-- Begin DATA LINES --
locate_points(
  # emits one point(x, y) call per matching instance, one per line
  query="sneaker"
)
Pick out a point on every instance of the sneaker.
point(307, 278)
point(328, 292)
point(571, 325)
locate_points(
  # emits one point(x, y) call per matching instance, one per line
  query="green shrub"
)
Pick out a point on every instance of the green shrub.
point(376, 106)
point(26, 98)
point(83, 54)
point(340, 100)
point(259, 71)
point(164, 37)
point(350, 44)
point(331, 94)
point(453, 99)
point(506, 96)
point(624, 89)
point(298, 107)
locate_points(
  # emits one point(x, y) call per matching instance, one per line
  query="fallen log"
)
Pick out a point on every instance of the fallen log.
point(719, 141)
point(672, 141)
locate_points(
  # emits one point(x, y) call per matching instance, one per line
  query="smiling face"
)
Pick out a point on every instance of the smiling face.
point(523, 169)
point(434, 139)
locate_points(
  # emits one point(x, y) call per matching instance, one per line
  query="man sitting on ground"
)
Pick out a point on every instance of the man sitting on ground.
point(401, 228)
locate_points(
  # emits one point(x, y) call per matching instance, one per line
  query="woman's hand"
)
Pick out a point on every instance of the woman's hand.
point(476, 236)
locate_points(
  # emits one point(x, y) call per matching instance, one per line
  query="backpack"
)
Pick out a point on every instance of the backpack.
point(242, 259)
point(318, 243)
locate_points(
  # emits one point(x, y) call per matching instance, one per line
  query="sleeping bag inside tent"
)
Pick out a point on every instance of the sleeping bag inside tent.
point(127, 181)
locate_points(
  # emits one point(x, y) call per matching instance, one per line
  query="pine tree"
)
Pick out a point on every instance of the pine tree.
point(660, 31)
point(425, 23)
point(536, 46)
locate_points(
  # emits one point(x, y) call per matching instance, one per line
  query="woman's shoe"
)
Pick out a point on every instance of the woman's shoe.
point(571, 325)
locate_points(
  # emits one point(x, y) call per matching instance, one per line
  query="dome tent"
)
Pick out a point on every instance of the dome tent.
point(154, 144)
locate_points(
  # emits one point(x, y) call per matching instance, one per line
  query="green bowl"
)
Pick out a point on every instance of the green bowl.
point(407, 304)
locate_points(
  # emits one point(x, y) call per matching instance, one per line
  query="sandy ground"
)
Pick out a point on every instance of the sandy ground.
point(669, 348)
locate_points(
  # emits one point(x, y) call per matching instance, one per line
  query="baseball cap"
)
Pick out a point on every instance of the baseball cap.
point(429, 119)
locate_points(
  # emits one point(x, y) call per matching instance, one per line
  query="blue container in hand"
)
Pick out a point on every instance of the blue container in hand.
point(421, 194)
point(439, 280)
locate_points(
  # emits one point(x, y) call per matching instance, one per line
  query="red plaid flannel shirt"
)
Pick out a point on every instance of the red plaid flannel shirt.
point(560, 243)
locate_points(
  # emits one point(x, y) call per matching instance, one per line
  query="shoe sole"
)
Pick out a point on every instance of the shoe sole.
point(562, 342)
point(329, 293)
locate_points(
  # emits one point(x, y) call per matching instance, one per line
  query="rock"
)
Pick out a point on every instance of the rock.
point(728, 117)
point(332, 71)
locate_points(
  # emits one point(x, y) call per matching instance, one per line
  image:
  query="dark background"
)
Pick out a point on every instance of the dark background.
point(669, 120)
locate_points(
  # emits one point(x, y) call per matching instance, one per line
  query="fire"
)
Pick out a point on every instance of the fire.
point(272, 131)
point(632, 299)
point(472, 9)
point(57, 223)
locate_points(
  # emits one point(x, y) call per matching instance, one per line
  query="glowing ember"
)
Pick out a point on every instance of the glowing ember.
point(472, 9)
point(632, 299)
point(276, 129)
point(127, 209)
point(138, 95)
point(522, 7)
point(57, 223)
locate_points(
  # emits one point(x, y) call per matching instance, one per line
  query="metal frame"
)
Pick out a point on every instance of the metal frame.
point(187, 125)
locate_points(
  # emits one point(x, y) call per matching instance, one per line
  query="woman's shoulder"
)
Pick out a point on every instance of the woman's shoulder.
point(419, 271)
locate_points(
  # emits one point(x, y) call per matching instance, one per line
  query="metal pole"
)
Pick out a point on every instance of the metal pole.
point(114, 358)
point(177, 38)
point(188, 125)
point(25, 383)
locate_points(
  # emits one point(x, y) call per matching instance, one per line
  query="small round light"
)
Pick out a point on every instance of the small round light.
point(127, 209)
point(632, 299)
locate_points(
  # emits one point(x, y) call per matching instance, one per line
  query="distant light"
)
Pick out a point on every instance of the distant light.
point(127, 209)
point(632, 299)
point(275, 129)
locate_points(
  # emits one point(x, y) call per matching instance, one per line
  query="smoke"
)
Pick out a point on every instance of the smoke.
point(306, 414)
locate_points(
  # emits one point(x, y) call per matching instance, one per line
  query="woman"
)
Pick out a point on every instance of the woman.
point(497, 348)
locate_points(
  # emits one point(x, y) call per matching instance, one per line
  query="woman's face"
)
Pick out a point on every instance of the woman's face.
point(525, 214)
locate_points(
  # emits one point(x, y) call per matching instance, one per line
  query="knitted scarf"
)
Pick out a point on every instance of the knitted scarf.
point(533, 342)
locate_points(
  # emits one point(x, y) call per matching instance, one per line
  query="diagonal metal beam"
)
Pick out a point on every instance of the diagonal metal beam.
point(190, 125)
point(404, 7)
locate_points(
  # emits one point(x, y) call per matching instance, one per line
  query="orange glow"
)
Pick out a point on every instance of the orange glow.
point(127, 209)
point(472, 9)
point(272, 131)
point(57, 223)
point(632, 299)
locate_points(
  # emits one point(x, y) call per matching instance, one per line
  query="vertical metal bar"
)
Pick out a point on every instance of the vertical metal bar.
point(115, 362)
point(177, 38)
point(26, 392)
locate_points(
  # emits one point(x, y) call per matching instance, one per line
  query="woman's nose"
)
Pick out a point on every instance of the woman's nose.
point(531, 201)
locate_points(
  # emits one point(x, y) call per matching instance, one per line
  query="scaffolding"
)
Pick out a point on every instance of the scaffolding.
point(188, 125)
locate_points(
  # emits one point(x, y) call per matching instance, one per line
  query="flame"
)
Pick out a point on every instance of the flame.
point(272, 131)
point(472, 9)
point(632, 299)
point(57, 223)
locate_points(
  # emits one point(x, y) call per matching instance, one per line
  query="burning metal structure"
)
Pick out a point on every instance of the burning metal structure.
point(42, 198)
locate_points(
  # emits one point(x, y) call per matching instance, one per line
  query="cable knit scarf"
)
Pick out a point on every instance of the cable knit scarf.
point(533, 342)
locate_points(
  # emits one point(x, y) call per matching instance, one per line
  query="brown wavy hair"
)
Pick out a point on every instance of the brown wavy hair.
-- End DATA LINES --
▸ **DO THIS**: Please collect every line in the listing above that contains the string "diagonal". Case counts.

▸ **WRITTEN ANSWER**:
  query="diagonal metal beam"
Pick out a point on every instance of the diagonal metal beam.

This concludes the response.